- _Text block_:
☆ ☆ ☆ ☆ ☆ ☆ ☆

Tuesday, December 20, 2005

work stoppage


I'm taking Christmas week off, because all the family is coming to stay on Thursday, and before that happens, I have to clean the house. I have sometimes said to people that I became a writer so I wouldn't have to clean the house--I made an early and enduring connection between writing and a kind of Bohemian lifestyle, where things like dusting and making the bed were mundane and negligible activities. I'm sure there are writers who love to clean; in fact, I know someone who can't sit down to the computer until she's put in a load of laundry or scoured the sink. I'm sure my mother wished I was this kind of writer (she had a years-long campaign to convert me to the clean-house club), but I'm not.
Having people over is a powerful motivator however, so I'm cleaning. I have a big list (as I do for anything), and I have it minutely subdivided that I can cross off items like "clear out dresser drawer" and "put away magazines on coffee table." Crossing off is essential to my particular form of listmaking/procrastination.
In the meantime, Carl and the others are languishing. I had a dream about Nancy last night. I left her visiting her stepfather's house, and she's not happy about it. Things are going badly for all of them (Carl has a friend who might have committed suicide, Nancy's holding off her mother who's trying to fix her up with someone, Jason has come across someone crazy in his ghosthunting), which is good for the novel. Bad things have to happen to good characters (and bad ones as well), or else there's no plot. But that doesn't mean they have to like it, and they don't, or the part of my subconscious that they inhabit doesn't.

☆ ☆ ☆ ☆ ☆ ☆ ☆

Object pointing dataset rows
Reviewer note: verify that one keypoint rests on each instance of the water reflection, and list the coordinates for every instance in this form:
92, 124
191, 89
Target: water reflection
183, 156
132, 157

☆ ☆ ☆ ☆ ☆ ☆ ☆

Transcribe the entire piece about cleaning the house before Christmas, word for word.

Tuesday, December 20, 2005

work stoppage


I'm taking Christmas week off, because all the family is coming to stay on Thursday, and before that happens, I have to clean the house. I have sometimes said to people that I became a writer so I wouldn't have to clean the house--I made an early and enduring connection between writing and a kind of Bohemian lifestyle, where things like dusting and making the bed were mundane and negligible activities. I'm sure there are writers who love to clean; in fact, I know someone who can't sit down to the computer until she's put in a load of laundry or scoured the sink. I'm sure my mother wished I was this kind of writer (she had a years-long campaign to convert me to the clean-house club), but I'm not.
Having people over is a powerful motivator however, so I'm cleaning. I have a big list (as I do for anything), and I have it minutely subdivided that I can cross off items like "clear out dresser drawer" and "put away magazines on coffee table." Crossing off is essential to my particular form of listmaking/procrastination.
In the meantime, Carl and the others are languishing. I had a dream about Nancy last night. I left her visiting her stepfather's house, and she's not happy about it. Things are going badly for all of them (Carl has a friend who might have committed suicide, Nancy's holding off her mother who's trying to fix her up with someone, Jason has come across someone crazy in his ghosthunting), which is good for the novel. Bad things have to happen to good characters (and bad ones as well), or else there's no plot. But that doesn't mean they have to like it, and they don't, or the part of my subconscious that they inhabit doesn't.